(Some records)
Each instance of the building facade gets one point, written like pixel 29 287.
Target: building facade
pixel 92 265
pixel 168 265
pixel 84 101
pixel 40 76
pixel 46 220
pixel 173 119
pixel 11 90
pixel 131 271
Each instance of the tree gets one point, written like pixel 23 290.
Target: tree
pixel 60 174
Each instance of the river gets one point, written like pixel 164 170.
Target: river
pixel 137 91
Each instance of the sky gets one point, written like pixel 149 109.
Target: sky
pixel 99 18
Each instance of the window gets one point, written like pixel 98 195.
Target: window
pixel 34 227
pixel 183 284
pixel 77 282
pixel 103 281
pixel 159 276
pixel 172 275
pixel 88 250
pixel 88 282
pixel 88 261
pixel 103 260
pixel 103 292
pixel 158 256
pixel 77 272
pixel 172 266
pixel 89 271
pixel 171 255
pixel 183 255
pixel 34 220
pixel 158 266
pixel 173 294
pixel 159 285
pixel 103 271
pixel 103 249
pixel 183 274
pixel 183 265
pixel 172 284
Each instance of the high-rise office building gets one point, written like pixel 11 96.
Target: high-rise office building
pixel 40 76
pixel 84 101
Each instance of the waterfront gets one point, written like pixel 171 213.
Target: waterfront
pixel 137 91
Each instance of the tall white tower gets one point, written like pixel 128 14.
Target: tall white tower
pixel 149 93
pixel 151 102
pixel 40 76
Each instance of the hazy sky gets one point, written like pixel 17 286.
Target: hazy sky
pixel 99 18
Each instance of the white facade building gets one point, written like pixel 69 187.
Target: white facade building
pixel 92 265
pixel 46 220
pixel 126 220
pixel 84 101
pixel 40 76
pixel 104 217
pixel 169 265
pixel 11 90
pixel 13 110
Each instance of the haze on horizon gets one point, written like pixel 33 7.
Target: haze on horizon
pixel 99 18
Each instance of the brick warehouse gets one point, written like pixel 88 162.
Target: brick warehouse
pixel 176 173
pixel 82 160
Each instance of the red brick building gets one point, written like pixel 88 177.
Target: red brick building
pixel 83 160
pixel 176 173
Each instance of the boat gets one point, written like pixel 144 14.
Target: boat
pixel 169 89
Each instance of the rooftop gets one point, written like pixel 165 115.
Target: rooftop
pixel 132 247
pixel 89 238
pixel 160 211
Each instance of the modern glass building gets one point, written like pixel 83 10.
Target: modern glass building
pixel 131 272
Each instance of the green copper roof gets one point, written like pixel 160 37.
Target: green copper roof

- **DO THIS**
Recast the entries above as a Markdown table with two columns, Row and Line. Number each line in order and leave out blank lines.

- **SOLUTION TO THE EXERCISE**
| Row | Line |
|---|---|
| 1 | Each instance of the building facade gets one point, written like pixel 29 287. |
| 2 | Target: building facade |
| 3 | pixel 92 265 |
| 4 | pixel 168 265 |
| 5 | pixel 84 101 |
| 6 | pixel 40 76 |
| 7 | pixel 46 220 |
| 8 | pixel 173 119 |
| 9 | pixel 11 90 |
| 10 | pixel 131 271 |
| 11 | Each instance of the tree gets one point, written like pixel 23 290. |
| 12 | Target: tree |
| 13 | pixel 60 174 |
| 14 | Each instance of the river gets one point, written like pixel 164 170. |
| 15 | Target: river |
| 16 | pixel 137 91 |
| 17 | Each instance of the sky gets one point, written like pixel 149 109. |
| 18 | Target: sky |
| 19 | pixel 99 18 |
| 20 | Each instance of the window gets one point, written like pixel 98 195. |
| 21 | Target: window |
| 22 | pixel 34 227 |
| 23 | pixel 183 284 |
| 24 | pixel 77 282 |
| 25 | pixel 103 281 |
| 26 | pixel 159 276 |
| 27 | pixel 172 275 |
| 28 | pixel 88 250 |
| 29 | pixel 88 282 |
| 30 | pixel 88 261 |
| 31 | pixel 103 260 |
| 32 | pixel 103 292 |
| 33 | pixel 158 256 |
| 34 | pixel 77 272 |
| 35 | pixel 172 266 |
| 36 | pixel 89 271 |
| 37 | pixel 171 255 |
| 38 | pixel 183 255 |
| 39 | pixel 34 220 |
| 40 | pixel 158 266 |
| 41 | pixel 173 294 |
| 42 | pixel 159 285 |
| 43 | pixel 103 271 |
| 44 | pixel 103 249 |
| 45 | pixel 183 274 |
| 46 | pixel 183 265 |
| 47 | pixel 172 284 |
| 48 | Each instance of the high-rise office building gets one point, written like pixel 11 96. |
| 49 | Target: high-rise office building |
| 50 | pixel 40 76 |
| 51 | pixel 84 101 |
| 52 | Each instance of the waterfront gets one point, written like pixel 171 213. |
| 53 | Target: waterfront |
| 54 | pixel 137 91 |
| 55 | Each instance of the tall white tower gets one point, written like pixel 128 14. |
| 56 | Target: tall white tower |
| 57 | pixel 149 93 |
| 58 | pixel 151 102 |
| 59 | pixel 40 76 |
| 60 | Each instance of the hazy sky gets one point, written like pixel 17 286. |
| 61 | Target: hazy sky |
| 62 | pixel 99 18 |
| 63 | Each instance of the white facade building gets one point, written like pixel 69 187. |
| 64 | Target: white facade building |
| 65 | pixel 92 265 |
| 66 | pixel 46 220 |
| 67 | pixel 126 220 |
| 68 | pixel 84 101 |
| 69 | pixel 40 76 |
| 70 | pixel 104 217 |
| 71 | pixel 169 265 |
| 72 | pixel 11 90 |
| 73 | pixel 13 110 |
| 74 | Each instance of the haze on horizon gets one point, written like pixel 33 7. |
| 75 | Target: haze on horizon |
| 76 | pixel 99 18 |
| 77 | Each instance of the brick warehouse gets one point, written like pixel 88 162. |
| 78 | Target: brick warehouse |
| 79 | pixel 176 173 |
| 80 | pixel 82 160 |
| 81 | Each instance of the red brick building gets one point, written like pixel 88 177. |
| 82 | Target: red brick building |
| 83 | pixel 83 160 |
| 84 | pixel 176 173 |
| 85 | Each instance of the boat gets one point, written like pixel 144 14. |
| 86 | Target: boat |
| 87 | pixel 169 89 |
| 88 | Each instance of the rooftop gets one point, written like pixel 165 115. |
| 89 | Target: rooftop |
| 90 | pixel 132 247 |
| 91 | pixel 89 238 |
| 92 | pixel 160 211 |
| 93 | Each instance of the modern glass building gets one point, written like pixel 83 10. |
| 94 | Target: modern glass building |
| 95 | pixel 131 272 |
| 96 | Each instance of the green copper roof gets one point, written like pixel 160 37. |
| 97 | Target: green copper roof |